— START OF SUPPLIED DATA —

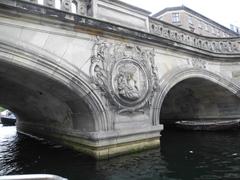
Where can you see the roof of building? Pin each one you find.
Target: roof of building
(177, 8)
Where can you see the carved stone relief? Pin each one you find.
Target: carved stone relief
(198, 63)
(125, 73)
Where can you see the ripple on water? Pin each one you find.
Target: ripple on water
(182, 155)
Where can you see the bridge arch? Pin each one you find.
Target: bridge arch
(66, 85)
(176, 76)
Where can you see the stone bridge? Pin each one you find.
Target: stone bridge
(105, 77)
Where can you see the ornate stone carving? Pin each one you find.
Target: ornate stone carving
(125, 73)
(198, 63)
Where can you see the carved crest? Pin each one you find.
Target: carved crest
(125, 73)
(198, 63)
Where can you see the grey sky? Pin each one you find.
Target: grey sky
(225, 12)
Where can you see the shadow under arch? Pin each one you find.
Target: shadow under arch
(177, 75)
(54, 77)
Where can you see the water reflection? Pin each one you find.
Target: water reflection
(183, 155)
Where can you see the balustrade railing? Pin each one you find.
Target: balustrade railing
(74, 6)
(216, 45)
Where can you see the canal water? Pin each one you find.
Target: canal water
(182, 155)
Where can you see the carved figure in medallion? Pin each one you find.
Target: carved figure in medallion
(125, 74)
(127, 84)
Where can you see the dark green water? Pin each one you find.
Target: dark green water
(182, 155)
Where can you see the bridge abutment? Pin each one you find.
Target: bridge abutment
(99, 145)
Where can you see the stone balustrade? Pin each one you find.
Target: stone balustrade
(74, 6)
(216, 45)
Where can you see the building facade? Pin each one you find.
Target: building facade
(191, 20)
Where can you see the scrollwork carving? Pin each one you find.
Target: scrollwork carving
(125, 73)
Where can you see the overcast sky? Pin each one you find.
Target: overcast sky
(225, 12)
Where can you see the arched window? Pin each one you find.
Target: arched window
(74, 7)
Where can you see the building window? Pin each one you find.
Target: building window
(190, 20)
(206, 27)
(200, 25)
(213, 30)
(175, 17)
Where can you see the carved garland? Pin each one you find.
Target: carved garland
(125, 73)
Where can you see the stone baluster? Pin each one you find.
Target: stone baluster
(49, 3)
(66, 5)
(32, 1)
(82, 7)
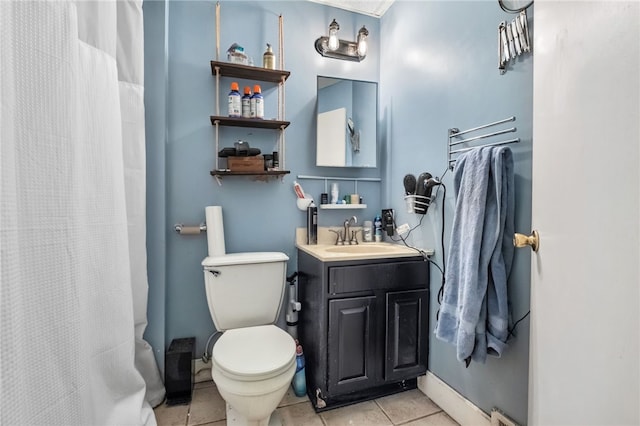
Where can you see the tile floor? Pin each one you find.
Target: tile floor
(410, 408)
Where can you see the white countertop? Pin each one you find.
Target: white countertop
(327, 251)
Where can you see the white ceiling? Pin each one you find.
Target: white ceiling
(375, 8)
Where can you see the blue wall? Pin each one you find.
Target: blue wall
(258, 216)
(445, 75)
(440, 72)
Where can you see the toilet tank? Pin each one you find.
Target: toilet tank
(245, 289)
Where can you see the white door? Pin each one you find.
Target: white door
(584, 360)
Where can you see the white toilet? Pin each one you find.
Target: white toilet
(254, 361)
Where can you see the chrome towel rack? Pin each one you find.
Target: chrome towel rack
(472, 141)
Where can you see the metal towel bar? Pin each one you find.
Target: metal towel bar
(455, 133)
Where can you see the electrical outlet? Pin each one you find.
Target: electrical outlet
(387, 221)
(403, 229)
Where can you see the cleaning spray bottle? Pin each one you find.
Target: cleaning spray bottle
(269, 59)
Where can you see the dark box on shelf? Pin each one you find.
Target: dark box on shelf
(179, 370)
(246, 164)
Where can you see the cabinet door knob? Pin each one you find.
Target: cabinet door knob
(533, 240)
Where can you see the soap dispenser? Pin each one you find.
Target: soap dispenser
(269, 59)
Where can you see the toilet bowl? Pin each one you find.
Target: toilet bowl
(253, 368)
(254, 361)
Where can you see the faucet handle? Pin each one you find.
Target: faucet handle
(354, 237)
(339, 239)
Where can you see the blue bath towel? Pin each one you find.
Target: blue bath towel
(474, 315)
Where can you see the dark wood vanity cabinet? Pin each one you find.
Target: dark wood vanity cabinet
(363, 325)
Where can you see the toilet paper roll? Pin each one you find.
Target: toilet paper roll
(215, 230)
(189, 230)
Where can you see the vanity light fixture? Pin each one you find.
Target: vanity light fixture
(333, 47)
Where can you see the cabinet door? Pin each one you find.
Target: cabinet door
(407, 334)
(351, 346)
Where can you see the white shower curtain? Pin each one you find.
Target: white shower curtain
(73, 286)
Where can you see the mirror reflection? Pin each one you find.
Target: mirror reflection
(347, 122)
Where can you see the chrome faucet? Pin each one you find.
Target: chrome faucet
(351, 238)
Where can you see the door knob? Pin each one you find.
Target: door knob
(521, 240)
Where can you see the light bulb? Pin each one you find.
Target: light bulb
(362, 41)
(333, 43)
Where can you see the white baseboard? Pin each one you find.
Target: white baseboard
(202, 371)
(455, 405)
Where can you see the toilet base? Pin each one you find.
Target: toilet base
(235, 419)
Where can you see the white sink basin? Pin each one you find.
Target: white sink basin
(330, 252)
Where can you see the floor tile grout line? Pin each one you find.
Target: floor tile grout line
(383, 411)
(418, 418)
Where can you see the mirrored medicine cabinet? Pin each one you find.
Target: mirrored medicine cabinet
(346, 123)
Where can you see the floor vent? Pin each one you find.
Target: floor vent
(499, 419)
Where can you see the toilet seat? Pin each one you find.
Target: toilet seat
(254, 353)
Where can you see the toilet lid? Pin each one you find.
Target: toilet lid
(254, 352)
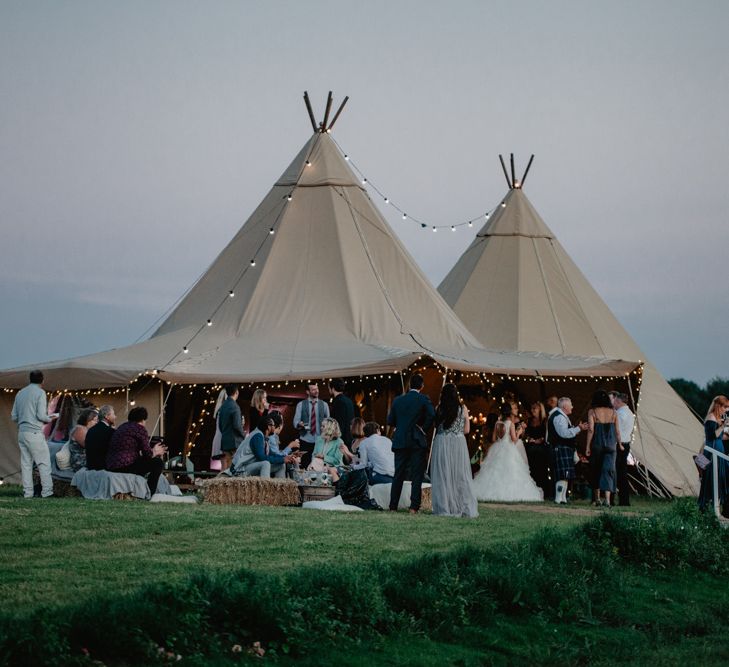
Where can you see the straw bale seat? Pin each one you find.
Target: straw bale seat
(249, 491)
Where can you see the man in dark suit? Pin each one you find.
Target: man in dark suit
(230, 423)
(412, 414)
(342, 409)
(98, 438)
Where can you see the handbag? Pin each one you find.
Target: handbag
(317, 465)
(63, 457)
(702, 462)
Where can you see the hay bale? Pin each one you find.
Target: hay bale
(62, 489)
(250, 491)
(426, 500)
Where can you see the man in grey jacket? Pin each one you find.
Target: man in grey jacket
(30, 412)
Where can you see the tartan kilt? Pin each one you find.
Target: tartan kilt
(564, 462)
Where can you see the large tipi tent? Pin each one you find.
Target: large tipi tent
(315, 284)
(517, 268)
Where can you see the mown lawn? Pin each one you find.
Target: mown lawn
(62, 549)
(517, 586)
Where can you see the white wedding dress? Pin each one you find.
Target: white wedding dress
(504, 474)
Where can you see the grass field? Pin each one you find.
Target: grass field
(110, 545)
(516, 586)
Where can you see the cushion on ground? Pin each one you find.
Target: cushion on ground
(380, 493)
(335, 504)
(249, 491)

— END OF SUPPLIED DATA —
— START OF SUPPLIED DATA —

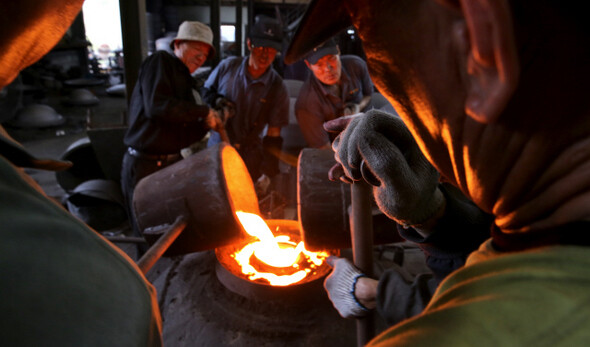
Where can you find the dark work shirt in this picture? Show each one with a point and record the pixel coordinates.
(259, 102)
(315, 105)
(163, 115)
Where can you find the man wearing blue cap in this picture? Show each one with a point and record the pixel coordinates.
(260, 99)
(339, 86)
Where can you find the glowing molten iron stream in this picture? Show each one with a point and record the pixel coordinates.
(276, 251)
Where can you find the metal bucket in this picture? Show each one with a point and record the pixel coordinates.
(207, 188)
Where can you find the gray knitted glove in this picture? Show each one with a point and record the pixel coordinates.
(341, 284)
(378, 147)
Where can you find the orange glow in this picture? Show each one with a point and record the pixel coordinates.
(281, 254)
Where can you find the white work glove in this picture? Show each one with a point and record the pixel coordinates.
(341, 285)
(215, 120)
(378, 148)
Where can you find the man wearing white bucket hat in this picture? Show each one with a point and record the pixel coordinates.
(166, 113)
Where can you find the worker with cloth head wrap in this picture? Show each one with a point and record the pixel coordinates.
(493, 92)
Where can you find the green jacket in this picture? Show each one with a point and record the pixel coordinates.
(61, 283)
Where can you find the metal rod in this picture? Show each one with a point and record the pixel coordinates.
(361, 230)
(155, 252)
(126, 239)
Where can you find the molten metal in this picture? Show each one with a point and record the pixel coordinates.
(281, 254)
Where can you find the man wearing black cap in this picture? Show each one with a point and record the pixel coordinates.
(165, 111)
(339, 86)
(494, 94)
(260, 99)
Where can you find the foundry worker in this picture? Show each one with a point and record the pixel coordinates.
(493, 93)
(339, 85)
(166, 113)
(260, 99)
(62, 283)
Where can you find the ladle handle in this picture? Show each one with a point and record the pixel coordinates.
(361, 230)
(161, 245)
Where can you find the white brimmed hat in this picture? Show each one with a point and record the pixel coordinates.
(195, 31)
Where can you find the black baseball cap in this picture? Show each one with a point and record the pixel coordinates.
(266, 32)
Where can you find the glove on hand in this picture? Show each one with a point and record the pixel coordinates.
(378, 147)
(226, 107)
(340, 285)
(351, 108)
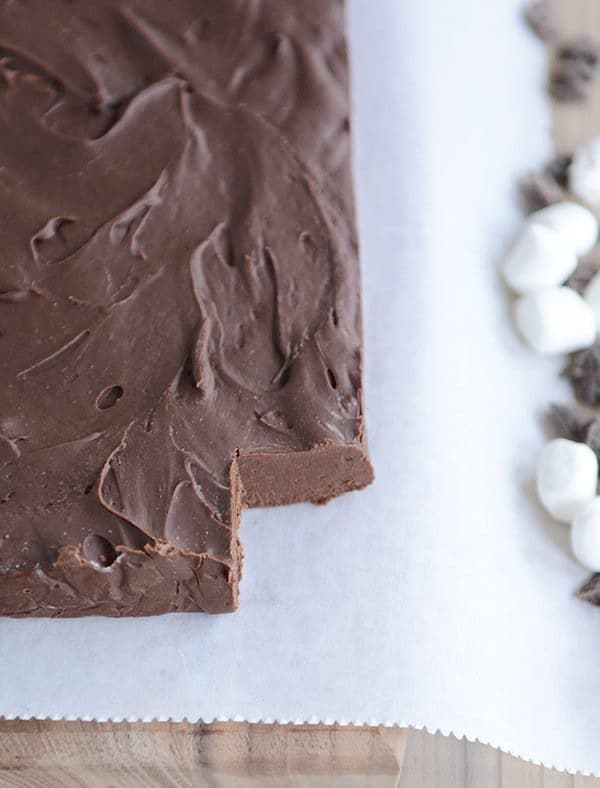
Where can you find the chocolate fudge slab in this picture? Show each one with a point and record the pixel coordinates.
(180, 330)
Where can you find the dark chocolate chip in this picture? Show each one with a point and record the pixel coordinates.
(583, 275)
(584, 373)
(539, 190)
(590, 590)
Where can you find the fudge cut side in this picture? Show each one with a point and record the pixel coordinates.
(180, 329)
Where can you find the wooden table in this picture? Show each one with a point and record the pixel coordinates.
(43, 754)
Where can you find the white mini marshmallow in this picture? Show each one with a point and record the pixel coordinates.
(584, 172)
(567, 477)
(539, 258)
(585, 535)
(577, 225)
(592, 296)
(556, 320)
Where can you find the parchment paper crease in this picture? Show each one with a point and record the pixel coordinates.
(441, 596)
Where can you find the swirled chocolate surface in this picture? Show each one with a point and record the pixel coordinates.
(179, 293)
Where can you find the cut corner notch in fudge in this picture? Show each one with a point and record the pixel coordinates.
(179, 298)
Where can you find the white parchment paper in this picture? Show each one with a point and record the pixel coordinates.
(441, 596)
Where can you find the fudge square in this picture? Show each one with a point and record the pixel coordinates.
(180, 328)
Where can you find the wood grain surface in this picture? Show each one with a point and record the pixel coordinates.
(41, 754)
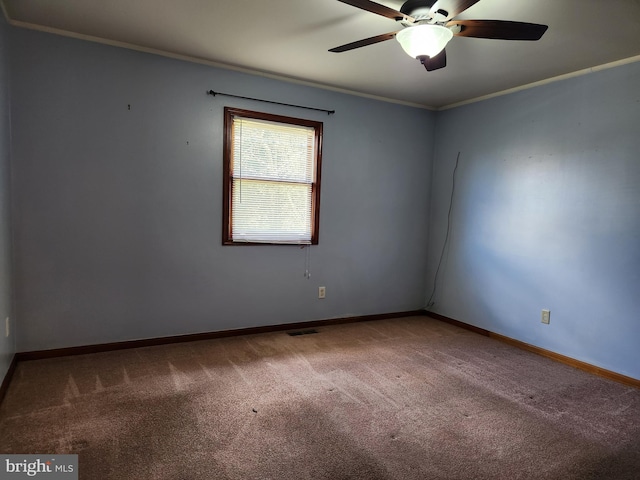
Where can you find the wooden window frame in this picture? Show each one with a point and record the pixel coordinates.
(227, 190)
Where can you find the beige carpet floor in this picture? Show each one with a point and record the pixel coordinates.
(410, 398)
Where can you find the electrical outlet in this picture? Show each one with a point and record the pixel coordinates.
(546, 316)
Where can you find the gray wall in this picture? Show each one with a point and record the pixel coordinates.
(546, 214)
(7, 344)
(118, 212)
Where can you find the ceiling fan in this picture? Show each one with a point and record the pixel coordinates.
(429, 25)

— END OF SUPPLIED DATA —

Count the lines in the records above that contain the word "window" and give only the number.

→ **ANSWER FOR THIS EXERCISE**
5